— Start of DATA EXCERPTS —

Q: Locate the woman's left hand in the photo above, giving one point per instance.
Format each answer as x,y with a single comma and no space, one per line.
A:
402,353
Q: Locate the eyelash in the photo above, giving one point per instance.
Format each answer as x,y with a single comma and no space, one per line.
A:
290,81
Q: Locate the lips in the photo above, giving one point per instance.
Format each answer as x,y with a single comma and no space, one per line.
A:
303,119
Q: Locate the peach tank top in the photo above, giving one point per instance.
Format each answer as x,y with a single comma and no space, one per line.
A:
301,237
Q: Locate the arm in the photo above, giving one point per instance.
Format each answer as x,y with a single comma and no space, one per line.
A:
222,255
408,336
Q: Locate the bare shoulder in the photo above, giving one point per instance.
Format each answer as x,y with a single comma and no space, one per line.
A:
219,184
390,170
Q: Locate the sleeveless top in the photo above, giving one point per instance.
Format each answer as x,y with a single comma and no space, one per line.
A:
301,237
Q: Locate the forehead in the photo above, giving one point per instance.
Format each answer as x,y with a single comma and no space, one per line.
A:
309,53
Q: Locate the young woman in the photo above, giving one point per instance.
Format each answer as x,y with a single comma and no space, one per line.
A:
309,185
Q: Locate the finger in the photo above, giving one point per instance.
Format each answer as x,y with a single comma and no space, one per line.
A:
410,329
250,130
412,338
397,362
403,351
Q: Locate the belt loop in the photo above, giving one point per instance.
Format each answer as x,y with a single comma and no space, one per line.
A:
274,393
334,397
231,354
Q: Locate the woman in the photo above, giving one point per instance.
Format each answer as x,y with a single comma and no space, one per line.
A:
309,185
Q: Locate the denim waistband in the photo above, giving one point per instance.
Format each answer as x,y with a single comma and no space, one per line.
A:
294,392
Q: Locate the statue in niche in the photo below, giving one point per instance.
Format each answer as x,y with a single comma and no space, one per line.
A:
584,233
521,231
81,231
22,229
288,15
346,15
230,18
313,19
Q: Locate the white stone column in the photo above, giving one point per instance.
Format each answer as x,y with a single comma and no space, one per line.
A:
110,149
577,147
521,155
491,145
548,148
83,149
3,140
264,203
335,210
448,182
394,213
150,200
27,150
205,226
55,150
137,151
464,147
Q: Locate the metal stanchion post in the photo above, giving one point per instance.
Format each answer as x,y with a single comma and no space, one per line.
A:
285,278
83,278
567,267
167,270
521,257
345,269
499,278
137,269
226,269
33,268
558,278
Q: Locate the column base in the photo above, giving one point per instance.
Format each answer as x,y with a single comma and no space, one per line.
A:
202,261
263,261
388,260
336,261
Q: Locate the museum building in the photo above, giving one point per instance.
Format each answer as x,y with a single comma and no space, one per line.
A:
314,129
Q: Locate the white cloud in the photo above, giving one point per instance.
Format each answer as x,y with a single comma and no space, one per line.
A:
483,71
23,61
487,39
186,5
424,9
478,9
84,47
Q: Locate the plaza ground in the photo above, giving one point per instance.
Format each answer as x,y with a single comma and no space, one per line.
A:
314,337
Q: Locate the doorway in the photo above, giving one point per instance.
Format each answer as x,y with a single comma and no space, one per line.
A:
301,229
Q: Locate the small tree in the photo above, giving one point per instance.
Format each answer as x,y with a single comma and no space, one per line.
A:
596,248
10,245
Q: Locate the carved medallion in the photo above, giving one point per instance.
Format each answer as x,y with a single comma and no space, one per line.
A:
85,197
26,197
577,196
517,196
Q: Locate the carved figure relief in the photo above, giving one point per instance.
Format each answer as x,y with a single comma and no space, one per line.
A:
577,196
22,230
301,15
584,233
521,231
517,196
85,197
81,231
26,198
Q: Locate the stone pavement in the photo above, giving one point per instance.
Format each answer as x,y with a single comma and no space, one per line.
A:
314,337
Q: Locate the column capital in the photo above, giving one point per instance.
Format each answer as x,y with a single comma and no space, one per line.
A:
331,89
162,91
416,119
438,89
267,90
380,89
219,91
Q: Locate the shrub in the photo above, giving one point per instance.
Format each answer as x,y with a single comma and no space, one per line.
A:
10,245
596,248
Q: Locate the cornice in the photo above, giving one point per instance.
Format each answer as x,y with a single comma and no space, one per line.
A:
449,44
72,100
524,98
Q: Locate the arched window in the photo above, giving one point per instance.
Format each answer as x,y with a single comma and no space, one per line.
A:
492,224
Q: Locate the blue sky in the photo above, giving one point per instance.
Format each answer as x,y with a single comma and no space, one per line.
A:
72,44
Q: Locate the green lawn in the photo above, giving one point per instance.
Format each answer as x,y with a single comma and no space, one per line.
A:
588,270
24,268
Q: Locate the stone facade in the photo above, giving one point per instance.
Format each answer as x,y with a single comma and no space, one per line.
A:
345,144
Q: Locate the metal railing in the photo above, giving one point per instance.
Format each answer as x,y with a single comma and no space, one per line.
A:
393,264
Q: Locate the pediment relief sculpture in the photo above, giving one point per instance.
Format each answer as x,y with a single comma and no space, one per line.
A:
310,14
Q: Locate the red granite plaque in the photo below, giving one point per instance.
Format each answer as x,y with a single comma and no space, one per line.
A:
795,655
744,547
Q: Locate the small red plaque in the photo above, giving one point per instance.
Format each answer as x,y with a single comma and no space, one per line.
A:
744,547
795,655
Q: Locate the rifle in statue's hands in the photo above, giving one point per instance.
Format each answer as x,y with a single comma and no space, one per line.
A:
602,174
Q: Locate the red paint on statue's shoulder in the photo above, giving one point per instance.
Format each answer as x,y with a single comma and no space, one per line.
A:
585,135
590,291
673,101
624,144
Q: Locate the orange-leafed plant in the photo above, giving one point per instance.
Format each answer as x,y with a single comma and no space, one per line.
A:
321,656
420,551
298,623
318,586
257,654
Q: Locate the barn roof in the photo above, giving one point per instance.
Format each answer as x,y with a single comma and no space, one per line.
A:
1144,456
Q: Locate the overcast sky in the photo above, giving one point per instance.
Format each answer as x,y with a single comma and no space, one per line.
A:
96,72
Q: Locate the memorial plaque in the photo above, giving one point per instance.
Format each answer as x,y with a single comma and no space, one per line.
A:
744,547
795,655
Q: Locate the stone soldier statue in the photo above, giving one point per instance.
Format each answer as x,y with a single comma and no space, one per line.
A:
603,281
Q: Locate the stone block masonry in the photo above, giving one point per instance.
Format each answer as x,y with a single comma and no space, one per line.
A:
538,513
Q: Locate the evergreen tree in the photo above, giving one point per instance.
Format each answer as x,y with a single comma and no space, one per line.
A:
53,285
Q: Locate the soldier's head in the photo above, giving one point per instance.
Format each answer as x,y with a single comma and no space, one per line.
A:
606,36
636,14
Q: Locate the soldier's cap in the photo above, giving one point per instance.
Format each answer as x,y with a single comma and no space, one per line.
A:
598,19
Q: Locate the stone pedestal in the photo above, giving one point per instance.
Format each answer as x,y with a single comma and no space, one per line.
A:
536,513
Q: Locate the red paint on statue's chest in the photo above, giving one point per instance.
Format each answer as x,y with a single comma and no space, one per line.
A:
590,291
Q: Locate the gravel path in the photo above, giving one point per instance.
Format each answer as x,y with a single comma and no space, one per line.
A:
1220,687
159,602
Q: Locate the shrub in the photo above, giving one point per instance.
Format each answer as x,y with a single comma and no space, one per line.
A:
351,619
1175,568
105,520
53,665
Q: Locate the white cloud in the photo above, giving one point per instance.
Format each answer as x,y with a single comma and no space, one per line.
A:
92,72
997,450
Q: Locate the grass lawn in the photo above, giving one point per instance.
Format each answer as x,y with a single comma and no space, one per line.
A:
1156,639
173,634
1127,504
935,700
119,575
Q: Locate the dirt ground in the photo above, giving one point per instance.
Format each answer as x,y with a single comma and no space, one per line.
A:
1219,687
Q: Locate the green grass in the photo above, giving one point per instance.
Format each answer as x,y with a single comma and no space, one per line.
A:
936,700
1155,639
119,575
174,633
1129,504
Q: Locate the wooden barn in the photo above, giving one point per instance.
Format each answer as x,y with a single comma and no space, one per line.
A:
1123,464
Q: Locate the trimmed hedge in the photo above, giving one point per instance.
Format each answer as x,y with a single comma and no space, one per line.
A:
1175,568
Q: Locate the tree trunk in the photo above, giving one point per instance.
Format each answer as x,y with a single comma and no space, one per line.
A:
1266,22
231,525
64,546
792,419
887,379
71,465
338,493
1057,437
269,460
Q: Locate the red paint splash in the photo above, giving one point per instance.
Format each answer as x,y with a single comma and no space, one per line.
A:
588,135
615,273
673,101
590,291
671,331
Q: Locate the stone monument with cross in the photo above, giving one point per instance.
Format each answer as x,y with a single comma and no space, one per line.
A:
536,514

— End of DATA EXCERPTS —

REQUIREMENTS: Recast the records as a numbered list, covering only the span from the line with "Q: Locate the dirt" through the final line of the records, both ends included. Leave out any blank lines.

SOLUTION TO THIS TASK:
1. Q: Locate the dirt ground in the photo above, giving one point per instance.
2. Format each answer as x,y with a single comma and no space, one per line.
3. A:
4. 1219,687
5. Q: Locate the green grass in the photo above, giving one point per instance.
6. Format each answer as x,y with a single comma and no space, one per line.
7. A:
8. 936,700
9. 1155,639
10. 119,575
11. 174,633
12. 1129,504
13. Q: Locate the wooden barn in the photo above, giving one point per instance.
14. Format each answer as x,y with a single comma and no space, one per line.
15. A:
16. 1123,464
17. Q: Locate the trimmed hedge in the photo above, giving one point per instance.
18. Format each answer as x,y with a single comma and no space, one per line.
19. A:
20. 1175,568
21. Q: Locate the tree trunk in the photo above, giving one point per instance.
22. Format each answer as x,y with a single comma and no space, one per line.
23. A:
24. 1266,22
25. 231,525
26. 64,546
27. 792,419
28. 887,379
29. 71,465
30. 338,493
31. 1057,437
32. 269,460
33. Q: Locate the red paint splash in the photo above, giving one point per instance.
34. Format each answer as x,y with a single comma and no space, one per line.
35. A:
36. 588,135
37. 615,273
38. 673,101
39. 590,291
40. 671,331
41. Q: Locate the stone monument with cross in the photo above, giving one point per instance.
42. Format each answer as x,y with a single comma and no space, one per line.
43. A:
44. 536,514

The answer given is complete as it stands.